### SET EXERCISE:
Can you rewrite the lines between the one holding "One marker serves each instance of the white baseboard." and the one holding "One marker serves each instance of the light", inclusive, swapping "marker" for "point" and leaving everything else unchanged?

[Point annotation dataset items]
__________________________________________________
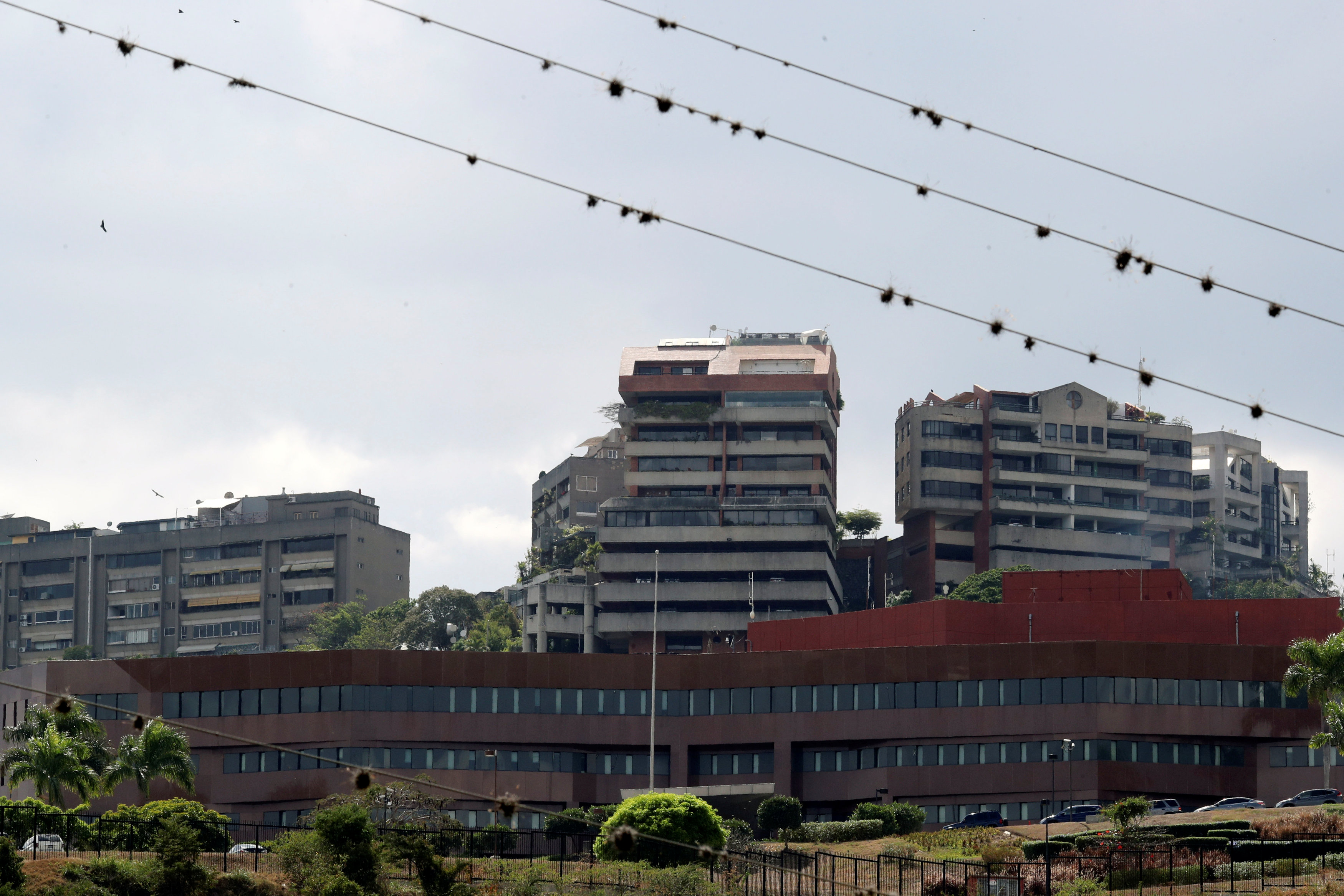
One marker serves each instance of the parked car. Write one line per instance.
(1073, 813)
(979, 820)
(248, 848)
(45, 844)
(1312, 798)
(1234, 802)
__________________________________________________
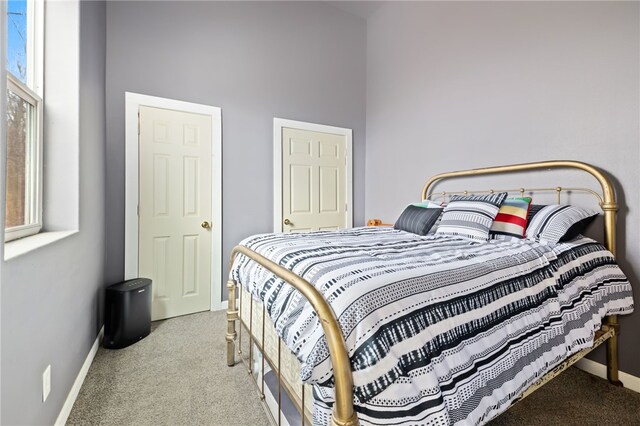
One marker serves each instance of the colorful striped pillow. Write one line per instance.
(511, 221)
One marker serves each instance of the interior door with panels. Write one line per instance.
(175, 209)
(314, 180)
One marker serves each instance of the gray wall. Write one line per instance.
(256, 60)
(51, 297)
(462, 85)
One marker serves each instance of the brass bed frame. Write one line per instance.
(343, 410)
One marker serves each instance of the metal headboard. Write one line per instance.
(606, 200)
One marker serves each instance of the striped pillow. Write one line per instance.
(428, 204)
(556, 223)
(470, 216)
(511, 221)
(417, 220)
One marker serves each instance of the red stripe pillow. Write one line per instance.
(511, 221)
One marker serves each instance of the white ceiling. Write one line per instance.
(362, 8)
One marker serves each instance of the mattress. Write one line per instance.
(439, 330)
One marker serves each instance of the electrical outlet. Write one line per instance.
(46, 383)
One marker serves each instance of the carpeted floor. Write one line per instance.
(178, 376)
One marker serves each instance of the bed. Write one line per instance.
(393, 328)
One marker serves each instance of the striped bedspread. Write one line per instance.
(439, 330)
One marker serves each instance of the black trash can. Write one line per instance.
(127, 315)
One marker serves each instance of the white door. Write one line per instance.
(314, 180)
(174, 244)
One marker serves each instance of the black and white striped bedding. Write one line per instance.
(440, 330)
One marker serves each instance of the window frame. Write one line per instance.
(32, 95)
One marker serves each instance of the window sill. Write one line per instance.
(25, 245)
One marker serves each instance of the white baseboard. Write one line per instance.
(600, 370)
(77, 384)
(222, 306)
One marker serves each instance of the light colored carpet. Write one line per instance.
__________________________________________________
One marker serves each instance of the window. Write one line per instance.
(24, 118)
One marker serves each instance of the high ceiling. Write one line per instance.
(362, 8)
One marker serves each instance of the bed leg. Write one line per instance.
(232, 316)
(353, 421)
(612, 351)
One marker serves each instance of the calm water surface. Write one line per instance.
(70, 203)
__________________________________________________
### EXERCISE OUTPUT:
One point serves each instance of the white baseboard. Write one line per instance.
(600, 370)
(77, 384)
(222, 306)
One point serves each instance of the light colored carpet. Write one line per instance.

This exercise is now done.